• Task statement:
The pictures in the data below are to be omitted; all else must be duplicated exactly.

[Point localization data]
-*-

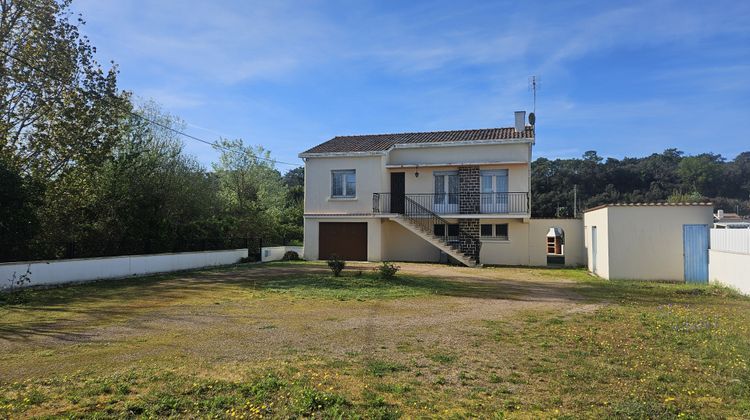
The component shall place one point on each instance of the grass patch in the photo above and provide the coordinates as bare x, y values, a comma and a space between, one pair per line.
380, 368
186, 345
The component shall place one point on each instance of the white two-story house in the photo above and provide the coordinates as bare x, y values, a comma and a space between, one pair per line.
462, 195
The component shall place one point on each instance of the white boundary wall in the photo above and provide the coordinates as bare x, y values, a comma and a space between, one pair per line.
275, 253
731, 240
729, 258
86, 269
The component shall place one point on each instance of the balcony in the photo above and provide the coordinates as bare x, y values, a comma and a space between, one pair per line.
510, 203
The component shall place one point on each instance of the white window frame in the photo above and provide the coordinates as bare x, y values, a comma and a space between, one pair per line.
345, 193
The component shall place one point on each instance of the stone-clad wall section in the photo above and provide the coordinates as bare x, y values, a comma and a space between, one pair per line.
468, 184
468, 236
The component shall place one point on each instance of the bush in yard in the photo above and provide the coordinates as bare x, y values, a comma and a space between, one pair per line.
290, 256
336, 264
388, 270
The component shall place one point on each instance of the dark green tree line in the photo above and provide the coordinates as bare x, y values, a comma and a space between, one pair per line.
667, 176
82, 166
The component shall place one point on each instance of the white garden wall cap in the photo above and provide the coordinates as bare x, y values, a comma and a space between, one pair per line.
369, 143
655, 204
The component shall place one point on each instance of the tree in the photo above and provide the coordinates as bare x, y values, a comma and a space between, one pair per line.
18, 197
60, 109
250, 188
701, 173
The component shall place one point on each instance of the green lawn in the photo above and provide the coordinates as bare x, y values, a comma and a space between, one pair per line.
290, 340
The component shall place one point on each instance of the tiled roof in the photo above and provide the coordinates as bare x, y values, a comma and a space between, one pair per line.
648, 205
380, 142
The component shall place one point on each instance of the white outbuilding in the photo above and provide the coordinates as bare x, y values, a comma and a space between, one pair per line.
649, 241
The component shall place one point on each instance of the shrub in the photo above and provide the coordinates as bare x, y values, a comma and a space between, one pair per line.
388, 270
290, 256
336, 264
16, 291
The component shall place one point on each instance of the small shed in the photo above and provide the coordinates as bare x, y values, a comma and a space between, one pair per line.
649, 241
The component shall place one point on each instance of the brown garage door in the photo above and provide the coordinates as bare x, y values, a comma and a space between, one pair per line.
347, 240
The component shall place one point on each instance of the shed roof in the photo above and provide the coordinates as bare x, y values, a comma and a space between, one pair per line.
648, 205
380, 142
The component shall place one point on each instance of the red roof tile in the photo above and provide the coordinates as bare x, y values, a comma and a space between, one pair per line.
380, 142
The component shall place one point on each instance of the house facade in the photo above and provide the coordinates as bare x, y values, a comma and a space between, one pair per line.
435, 196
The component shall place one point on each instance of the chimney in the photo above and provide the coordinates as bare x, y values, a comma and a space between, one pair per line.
520, 121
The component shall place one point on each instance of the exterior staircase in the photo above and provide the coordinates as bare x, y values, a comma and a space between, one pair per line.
420, 221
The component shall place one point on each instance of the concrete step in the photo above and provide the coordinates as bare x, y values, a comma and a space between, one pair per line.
439, 243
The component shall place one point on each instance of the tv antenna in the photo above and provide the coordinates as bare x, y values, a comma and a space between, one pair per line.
534, 85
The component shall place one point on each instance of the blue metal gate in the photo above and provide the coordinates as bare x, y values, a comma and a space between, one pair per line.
695, 251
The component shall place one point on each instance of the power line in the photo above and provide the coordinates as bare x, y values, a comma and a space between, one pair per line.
144, 118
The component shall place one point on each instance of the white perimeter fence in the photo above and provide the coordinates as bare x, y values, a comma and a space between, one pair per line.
729, 258
87, 269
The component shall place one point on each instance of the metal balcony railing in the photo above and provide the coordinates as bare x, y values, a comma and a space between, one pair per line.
449, 203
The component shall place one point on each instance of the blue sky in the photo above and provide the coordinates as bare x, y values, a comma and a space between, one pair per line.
623, 78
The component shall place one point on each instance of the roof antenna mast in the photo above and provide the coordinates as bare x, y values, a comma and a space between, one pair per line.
533, 85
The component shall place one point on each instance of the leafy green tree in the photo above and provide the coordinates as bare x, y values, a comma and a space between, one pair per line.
701, 173
251, 190
18, 198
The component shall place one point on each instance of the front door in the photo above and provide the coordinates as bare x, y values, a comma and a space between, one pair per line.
695, 250
398, 192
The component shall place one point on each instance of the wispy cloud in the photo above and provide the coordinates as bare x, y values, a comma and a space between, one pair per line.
289, 73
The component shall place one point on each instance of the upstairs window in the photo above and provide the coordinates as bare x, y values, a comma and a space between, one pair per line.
499, 231
344, 183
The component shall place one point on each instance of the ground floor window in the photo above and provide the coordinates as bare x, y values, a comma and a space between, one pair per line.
555, 241
498, 231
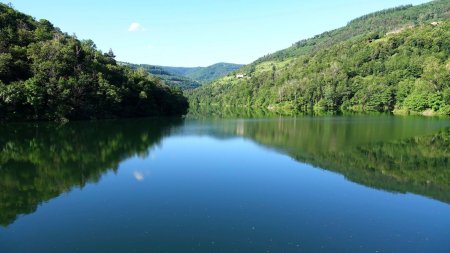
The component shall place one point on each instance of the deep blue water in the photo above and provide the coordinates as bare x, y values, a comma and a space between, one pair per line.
330, 184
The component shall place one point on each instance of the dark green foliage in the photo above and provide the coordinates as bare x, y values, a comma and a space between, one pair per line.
365, 70
213, 72
48, 75
187, 78
173, 80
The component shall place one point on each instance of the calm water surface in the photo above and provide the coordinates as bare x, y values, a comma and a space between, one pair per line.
306, 184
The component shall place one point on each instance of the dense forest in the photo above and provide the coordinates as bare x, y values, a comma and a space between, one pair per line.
397, 60
171, 79
46, 74
184, 77
40, 161
204, 74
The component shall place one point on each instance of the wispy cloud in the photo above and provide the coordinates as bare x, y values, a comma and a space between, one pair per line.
136, 27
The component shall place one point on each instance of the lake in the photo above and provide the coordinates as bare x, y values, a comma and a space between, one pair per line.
304, 184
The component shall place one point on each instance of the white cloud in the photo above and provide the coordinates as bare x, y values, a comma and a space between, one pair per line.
136, 27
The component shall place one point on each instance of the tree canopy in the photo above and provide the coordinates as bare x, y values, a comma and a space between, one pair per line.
49, 75
392, 60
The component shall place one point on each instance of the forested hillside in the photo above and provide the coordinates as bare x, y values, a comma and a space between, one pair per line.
392, 60
184, 77
46, 74
171, 79
213, 72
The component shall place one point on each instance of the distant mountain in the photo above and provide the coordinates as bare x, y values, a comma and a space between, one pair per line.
205, 74
394, 60
187, 78
46, 74
169, 78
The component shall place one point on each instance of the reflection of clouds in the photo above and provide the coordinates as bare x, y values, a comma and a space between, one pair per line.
139, 176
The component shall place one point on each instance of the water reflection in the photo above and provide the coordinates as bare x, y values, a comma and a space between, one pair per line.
399, 154
38, 162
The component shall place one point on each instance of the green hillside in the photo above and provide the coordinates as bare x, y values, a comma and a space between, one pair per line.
46, 74
184, 77
392, 60
212, 72
204, 74
173, 80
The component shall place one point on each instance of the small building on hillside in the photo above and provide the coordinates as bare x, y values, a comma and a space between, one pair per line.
435, 23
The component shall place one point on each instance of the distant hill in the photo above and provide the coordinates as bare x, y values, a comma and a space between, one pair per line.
187, 78
46, 74
169, 78
392, 60
204, 74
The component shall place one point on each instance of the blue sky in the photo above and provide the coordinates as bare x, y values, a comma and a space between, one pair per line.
198, 32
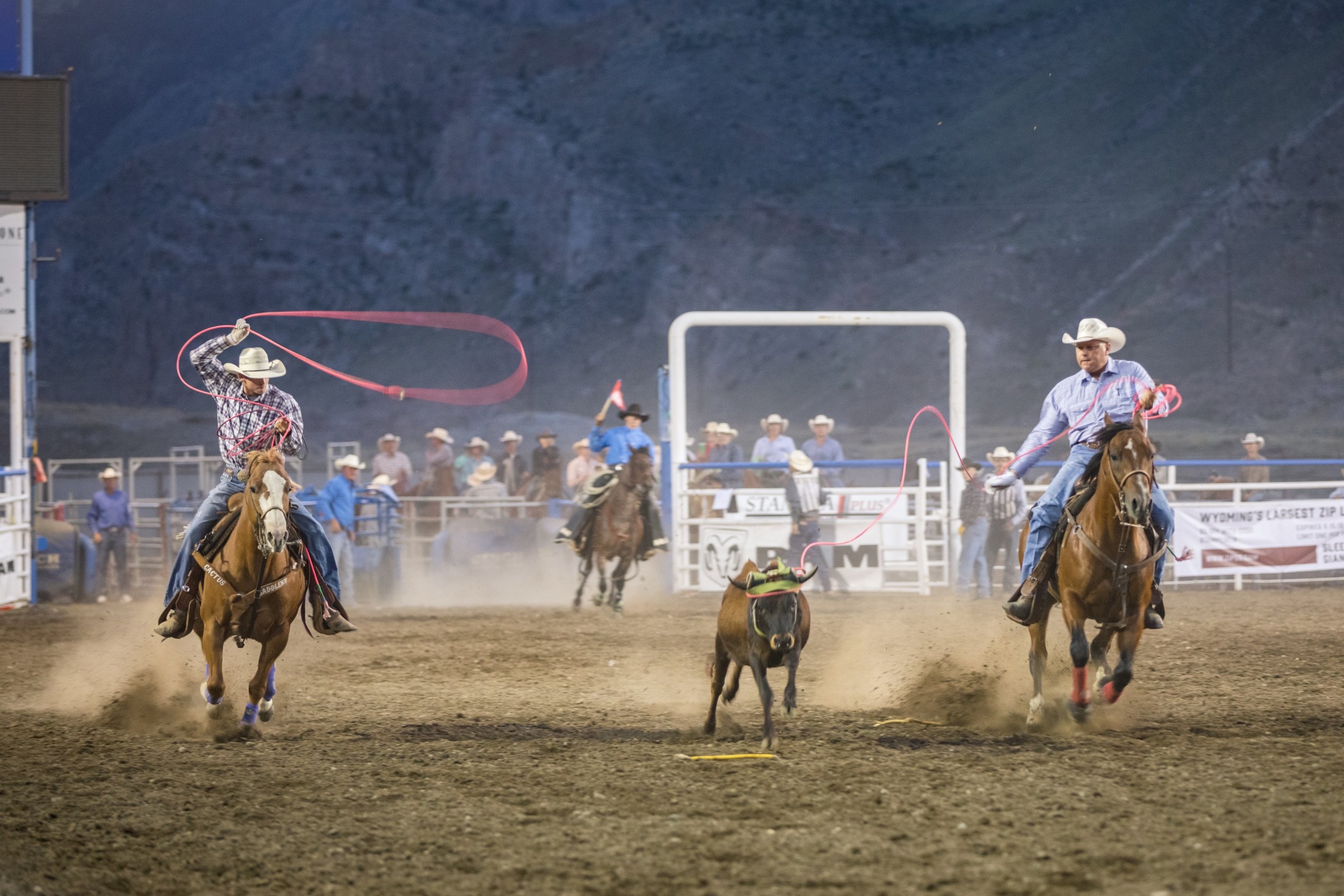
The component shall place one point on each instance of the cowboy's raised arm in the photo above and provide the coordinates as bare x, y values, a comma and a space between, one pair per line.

-*-

• Worked solution:
The component shall place one point on each instance of the grass patch in the photo above and provide the coordinates as bare x, y values, a comma and a space between, one pair per line.
380, 368
186, 345
The component shall place one point on each instance of the white two-story house in the photo above and provide the coordinates as bare x, y values, a comma and a space between, one pair per line.
462, 195
The component shall place one point on each instance of the white boundary wall in the photo above and provide the coordinates as bare x, y values, a comma and a space between, one pair per line.
275, 253
731, 240
729, 258
86, 269
The component shall place one point on each instance of the balcony in the photo above and provide the coordinates as bare x, y values, a comma and a space between, one pair per line.
510, 203
The component shall place one point on each instance of the white window frame in the photo above and provide the coordinates as bare x, y values, a comma and a space between, one pair per line.
345, 193
The component shall place one point on each instance of the stone-clad wall section in the photo above and provide the coordinates as bare x, y values, a comma and a space between, one pair per line.
468, 184
468, 236
The component shall place one point on each instance of the bush in yard in the photo above and provide the coordinates as bare x, y values, a comma and a space between, one pair per line.
290, 256
336, 264
388, 270
The component shall place one point on each instance of the dark green tree line in the photo above and provide the coordinates as bare x, y values, a comma and a space between, one pair per line.
667, 176
82, 166
The component shall place one point on each instance of the white garden wall cap in the photo above and provide the coordinates as bare x, y values, a comma and a space between, one pair per line.
369, 143
655, 204
The component shall place one point on each instance of the tree in the photo above and provide the coordinates as bare x, y values, a comma and a space between, one pair per line.
18, 197
60, 109
250, 188
701, 173
The component shall place one point on each instance of the green lawn in the photo above and provide the coordinates as bare x, y values, a comma and a space between, one pair per line.
290, 340
The component shall place one point on each instance of the tiled roof in the photo above and provide the coordinates as bare x, y values, a comma and a space between, one pair per line.
648, 205
380, 142
The component shall place one point on each instance of the white outbuilding in the photo above and provide the coordinates as bare x, y values, a comma and a space between, one pair per line.
649, 241
The component shall place one point on each instance of the shrub in the photo above and provide the coordinates as bare x, y values, a comma and a space between, one pair per line.
388, 270
290, 256
336, 264
16, 291
The component shall place one point on each instance of the small shed in the photo above and provide the coordinates as bare x, y values, a comma and a space between, one pair per line.
649, 241
The component shall place one point on each instance of the brown garage door in the photo above and provide the coordinates as bare x, y values, a comma and a space between, one pair per line.
347, 240
The component shall place one point on each instance of the shed roof in the photo above and provide the coordinates as bare x, y values, a comma and a space between, one pair per line.
648, 205
380, 142
The component shall place one point on each instance of the red roof tile in the photo above and provide the coordinates as bare x, y values, a comma and a space between, one pair per line.
380, 142
The component shall place one point on each instance of the house facade in the photo above and provide the coordinates as bare x, y values, a comma and a space between, one pair per line.
435, 196
The component shall place one point on each instance of the chimney in the photo above and provide the coordinates as bare x, y values, a comma and a space between, one pair per line.
520, 121
The component shall place one point on each instance of the exterior staircase in the photo above and provide the coordinates as bare x, y values, a comma and a space between, one pair per line.
420, 221
The component shall place one point on each instance of the concrete step in the photo above and provide the coordinates as bare x, y values, a comma and a space between, one pair per line.
439, 243
The component shall place one point on each instance of the tv antenna in the photo above and provide the coordinates as bare x, y values, a comma and a space between, one pair per line.
534, 85
The component shall place one point on each instance of the blue metal gate in the photo above and provide the coordinates as bare x, y values, a comma and a space between, one pair per line.
695, 251
The component shall place one point on each instance of the power line in the photo above and provide the coordinates as bare x, y values, a comma and a space between, one pair per line.
144, 118
The component shall place one point on each instance of the white perimeter fence in the photo above and provide the coordinates as bare x, y values, a comma and a space between, one pair per line.
729, 258
87, 269
The component shall place one point on each instance of the metal balcony railing in the photo above and provide the coordinates as bare x, y values, a comma and a space between, one pair per line.
449, 203
The component shall place one point on each instance of the blue sky in the photo above and provide the coordinates as bare x, y values, a comma and a space between, one pair per line.
623, 78
The component shall place one point on each instance of the roof antenna mast in the photo above and provide the coordinates as bare x, y values, a comma and a space between, one pair per line.
533, 85
The component shall place one point on each instance of the leafy green tree in the photo above and provide the coordinates as bare x, y values, a comma and a space between, one pair per line.
701, 173
251, 190
18, 198
The component shall place one point on each instance of the front door in the photo above and provide the coordinates as bare x, y values, a comma and a space between, one pair per line.
695, 250
398, 192
The component shall place one point on each instance of the wispy cloud in the photo above and provide the coordinates as bare x, y values, a comma and a space between, one pair per line.
289, 73
The component shall place one point on each instance of the upstairs window in the photo above and provide the coordinates as bare x, y values, a comma and a space between, one pair per line.
499, 231
344, 183
The component shall place one point on each instance of the ground floor window in the photo above and provide the coordinates as bare x, y values, a comma and a space between, one pair per line.
555, 241
498, 231
The component shall place one point on each instance of the deep blue water in the photo above and provide the coordinates as bare x, y values, a comma and a space between, one pair per line.
330, 184
The component shall place one point on each instance of the dark green foliage in the photo above and provide the coordinates as bare x, y values, a comma and a space between, one pair per line.
365, 70
213, 72
48, 75
187, 78
173, 80
The component shall place one point on each instance of the calm water surface in the photo above and provide the coordinates as bare x, y values, a comma and a space between, one pair per line.
306, 184
The component shall place one point on each instance of the dense forest in the photo above and provide the coordinates as bare x, y values, a comma and a space between, one pair per line.
397, 60
171, 79
46, 74
184, 77
40, 161
204, 74
The component shall place one point on each instance of the wispy cloud in the photo above and provide the coordinates as bare x, y values, a comma and a space between, one pair per line.
136, 27
The component shall place one point on each instance of the lake in the photo above and provide the coordinates as bare x, y values, a comma and a space between, one pair per line.
304, 184
The component shall place one point on each instance of the white cloud in the photo above and provide the coordinates as bare x, y values, a comma and a space between, one pair per line.
136, 27
The component shall place one point on each instance of the tree canopy in the photo above and provide the coordinates as bare x, y values, a comma and a space between, one pair per line.
49, 75
392, 60
The component shall place one point on each instance of the forested hillside in the photo above and provide the coordinates as bare x, y values, a comma and a space between, one pair per line.
392, 60
184, 77
46, 74
171, 79
213, 72
The component shall place one point on each instance of the distant mountain in the photo above and provide the coordinates as bare x, y values, a comma and a space between, one pair per line.
205, 74
394, 60
187, 78
46, 74
169, 78
The component shall place one point on each instance of the reflection of clouds in the photo above and provide the coordinates as bare x, y values, a comma and a space between, one pair per line.
139, 176
The component shall place one point on each instance of the water reflection in the photo above and provide the coordinates as bare x, y values, a comma and a space between, one pair per line.
399, 154
38, 162
The component shall place one point on each instance of the green hillside in the photo above and provide the coordinates as bare x, y values, a comma and a space between, one pair per line.
46, 74
184, 77
392, 60
212, 72
204, 74
173, 80
The component shall place one point on each instance of the small building on hillside in the photo above and provide the coordinates as bare x, y values, a comma and a space between, one pair per line.
435, 23
The component shall place one point on each instance of the distant hill in the photo above and provide the coordinates as bare x, y values, a comma and a space between, one pair per line.
187, 78
46, 74
169, 78
392, 60
204, 74
The component shall place one point on each instance of the blue sky in the photo above and provide the coordinates as bare x, y values, a comma and a space between, one pair per line.
198, 32
The component shall place one point on each instance of the cowboy's raised arm in the photo above and provide the coordinates as bare x, y values, a comma and a space between, one pair per line.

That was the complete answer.